EXERCISE ->
Copy the following lines word for word, covering every entry.

[Point-based annotation data]
>> begin

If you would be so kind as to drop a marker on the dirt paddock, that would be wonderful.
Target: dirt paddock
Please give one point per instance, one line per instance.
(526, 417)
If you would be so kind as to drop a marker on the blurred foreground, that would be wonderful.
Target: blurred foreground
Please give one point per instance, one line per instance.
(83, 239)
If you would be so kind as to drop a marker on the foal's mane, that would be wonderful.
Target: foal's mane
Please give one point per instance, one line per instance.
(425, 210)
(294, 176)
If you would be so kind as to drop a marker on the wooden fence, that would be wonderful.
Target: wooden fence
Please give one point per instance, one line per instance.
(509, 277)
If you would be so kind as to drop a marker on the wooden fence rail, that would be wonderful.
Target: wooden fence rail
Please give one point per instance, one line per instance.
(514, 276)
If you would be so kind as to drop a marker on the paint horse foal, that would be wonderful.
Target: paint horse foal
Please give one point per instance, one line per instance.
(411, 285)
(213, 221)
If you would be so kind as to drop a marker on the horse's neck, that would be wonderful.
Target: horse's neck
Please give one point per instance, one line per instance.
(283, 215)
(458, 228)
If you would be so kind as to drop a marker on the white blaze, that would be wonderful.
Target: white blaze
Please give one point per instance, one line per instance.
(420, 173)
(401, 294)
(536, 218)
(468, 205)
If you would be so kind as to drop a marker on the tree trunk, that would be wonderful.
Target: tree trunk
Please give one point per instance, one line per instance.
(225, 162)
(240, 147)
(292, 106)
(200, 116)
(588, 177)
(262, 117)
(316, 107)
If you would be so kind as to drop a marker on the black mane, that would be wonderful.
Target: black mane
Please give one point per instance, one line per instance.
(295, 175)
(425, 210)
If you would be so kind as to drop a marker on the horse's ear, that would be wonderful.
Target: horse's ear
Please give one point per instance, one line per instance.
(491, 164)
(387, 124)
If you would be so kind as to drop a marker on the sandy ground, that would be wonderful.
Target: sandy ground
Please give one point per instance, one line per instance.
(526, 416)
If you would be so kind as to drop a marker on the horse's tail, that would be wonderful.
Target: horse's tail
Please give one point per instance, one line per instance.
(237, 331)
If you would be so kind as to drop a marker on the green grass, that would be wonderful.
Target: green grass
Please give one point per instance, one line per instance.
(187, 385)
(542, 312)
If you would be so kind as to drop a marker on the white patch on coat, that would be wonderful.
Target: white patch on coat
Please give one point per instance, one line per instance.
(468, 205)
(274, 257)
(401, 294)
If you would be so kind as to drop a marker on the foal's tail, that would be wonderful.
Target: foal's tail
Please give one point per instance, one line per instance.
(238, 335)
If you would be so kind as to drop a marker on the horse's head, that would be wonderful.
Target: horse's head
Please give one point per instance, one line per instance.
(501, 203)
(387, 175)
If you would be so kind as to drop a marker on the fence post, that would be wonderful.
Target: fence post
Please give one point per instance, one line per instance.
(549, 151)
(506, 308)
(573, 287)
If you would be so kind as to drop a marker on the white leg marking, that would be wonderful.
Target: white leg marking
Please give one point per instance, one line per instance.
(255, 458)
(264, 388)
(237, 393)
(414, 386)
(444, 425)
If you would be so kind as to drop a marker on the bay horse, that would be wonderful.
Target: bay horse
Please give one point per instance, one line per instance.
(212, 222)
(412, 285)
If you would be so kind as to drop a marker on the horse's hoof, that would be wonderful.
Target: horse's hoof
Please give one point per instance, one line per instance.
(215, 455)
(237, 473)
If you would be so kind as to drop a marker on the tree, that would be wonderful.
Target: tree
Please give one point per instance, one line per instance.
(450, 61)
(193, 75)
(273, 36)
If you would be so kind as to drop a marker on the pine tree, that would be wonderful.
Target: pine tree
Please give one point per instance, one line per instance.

>> end

WRITTEN REPLY ->
If you would be so kind as to drop a marker on the dirt paddock, that would be wonderful.
Target: dirt paddock
Please give one point per instance, one line per instance.
(526, 417)
If you would be so kind as to drop a marker on the blurred foreground, that would be wonderful.
Target: blurred foreground
Please give one point per instance, one line per instance.
(83, 239)
If you would be so kind as to drop a marker on the foal's mane, that would be wonderful.
Target: foal's mane
Please give one point per instance, one line per instance.
(425, 210)
(294, 176)
If you would be so kind as to drop a marker on the wooden fence, that would be wonderful.
Target: wooden fence
Please give one point per instance, one line per instance.
(509, 277)
If you would be so kind as to drop a marker on the wooden fence rail, that would be wonderful.
Target: wooden fence rail
Please give one point per instance, one line per instance.
(514, 276)
If you would be so kind as to drop a marker on the paint horse foal, that would be wonderful.
Target: paint horse foal
Please give one point per instance, one line per instance.
(411, 285)
(213, 221)
If you would be so kind as to drop a marker on the horse's neck, that would be wonderful.
Target: horse's neck
Please give one point per instance, one line per instance.
(283, 215)
(458, 228)
If you would be so kind as to drop a marker on the white blaze, that would be wonderful.
Target: white blaze
Please give one point per instance, one line per instance.
(420, 173)
(401, 294)
(536, 218)
(468, 205)
If you would be so kind as to drop a marker on the tree trunk, that would be wonderful.
Target: tree trunk
Please give one point per instance, one line per instance.
(225, 162)
(240, 147)
(292, 106)
(200, 116)
(588, 177)
(262, 117)
(316, 107)
If you would be so kind as to drop a marker on the black mane, that would be wonderful.
Target: black mane
Please give one point per instance, one line per instance.
(295, 175)
(425, 210)
If you would be so kind as to drop a marker on the horse's ear, that would be wonderful.
Target: horse's ear
Please give one point per instance, one line per instance.
(491, 164)
(387, 124)
If you would be so kind as to drop a marker on the sandy ground, that would be wonderful.
Target: sandy ground
Please give one point per instance, one line per instance.
(526, 416)
If you would be so kind as to drop a marker on the horse's tail, that would be wonderful.
Target: horse's tail
Please give one point per instance, one line per instance.
(237, 331)
If you would be so kind as to drop a marker on the green grass, that would be wonderful.
Target: green grass
Please give one point per instance, one line per instance.
(187, 385)
(542, 312)
If you would be so kind as to drop a marker on the white patch on coat, that would be wonderful.
Target: white patch on coat
Please give one point per instance, one line per instance.
(468, 205)
(274, 257)
(401, 294)
If you would be so kind as to drop a marker on the foal's tail, that would be wonderful.
Target: foal's tail
Please give one point per instance, one line per instance.
(238, 335)
If you would be so kind as to drop a marker on the horse's head, that would be wonderful.
Target: horse's head
Please give one point per instance, one line per instance.
(501, 203)
(387, 175)
If you would be so kind as to drop a marker on the fence post, that would be wonderful.
Target: fence post
Please give one point per instance, one line per instance.
(549, 151)
(506, 308)
(573, 287)
If you would be so kind as to drop a marker on the white leg marking, that would be wonderful.
Target: white leg marking
Please give one point per instance, one line per instance.
(255, 458)
(264, 388)
(237, 393)
(414, 386)
(444, 425)
If you would be so kind as to drop a marker on the bay horse, that would be wonderful.
Target: bay horse
Please give one point per instance, one line per instance.
(212, 222)
(412, 285)
If you would be so kind as to drop a marker on the horse's hoof, that would be wonderful.
Target: horse's hoof
Please give one point per instance, one line per instance.
(215, 455)
(237, 473)
If you would be so kind as to drop a marker on the tree, that would be wonderful.
Target: tree
Please give one point per instance, one line per instance.
(450, 61)
(193, 75)
(273, 36)
If you would be so kind as to drop a marker on the pine tree, that would be wonderful.
Target: pine tree
Please give one point per instance, one line per instance.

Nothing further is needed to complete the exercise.